**REQUIREMENT**: Reproduce the piece on the UK's COVID-19 public inquiry in full, word for word.

━━ STUDY TEXT

On Dec. 15 Prime Minister Boris Johnson announced the appointment of Baroness Heather Hallett as chair of the forthcoming public inquiry into the COVID-19 pandemic. The British government committed to holding a public inquiry to investigate the UK’s response to the pandemic. The inquiry is likely to be set up under statutory powers which will give the chair the authority to compel the production of documents and to summon witnesses to give evidence under oath. The inquiry is due to begin in spring 2022.
What is the purpose of the inquiry?
Inquiries are set up to answer three questions:
- What happened?
- Why did it happen?
- What lessons can be learned for the future?
Who may be involved in the inquiry?
There will be a wide range of bodies involved in the inquiry. Evidence will be taken from government departments and public bodies as well as those involved in the provision of care to the ill and the elderly, the supply of personal protective equipment (PPE) and the development and rollout of the vaccine programme. The indirect effects of the pandemic on education and mental health could also be examined so as to make recommendations for the future.

━━━━
━━ RECORD EXTRACTS

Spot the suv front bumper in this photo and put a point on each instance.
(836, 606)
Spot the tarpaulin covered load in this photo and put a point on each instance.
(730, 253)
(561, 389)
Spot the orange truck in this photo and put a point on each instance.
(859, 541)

━━━━

**TASK RESPONSE**:
On Dec. 15 Prime Minister Boris Johnson announced the appointment of Baroness Heather Hallett as chair of the forthcoming public inquiry into the COVID-19 pandemic. The British government committed to holding a public inquiry to investigate the UK’s response to the pandemic. The inquiry is likely to be set up under statutory powers which will give the chair the authority to compel the production of documents and to summon witnesses to give evidence under oath. The inquiry is due to begin in spring 2022.
What is the purpose of the inquiry?
Inquiries are set up to answer three questions:
- What happened?
- Why did it happen?
- What lessons can be learned for the future?
Who may be involved in the inquiry?
There will be a wide range of bodies involved in the inquiry. Evidence will be taken from government departments and public bodies as well as those involved in the provision of care to the ill and the elderly, the supply of personal protective equipment (PPE) and the development and rollout of the vaccine programme. The indirect effects of the pandemic on education and mental health could also be examined so as to make recommendations for the future.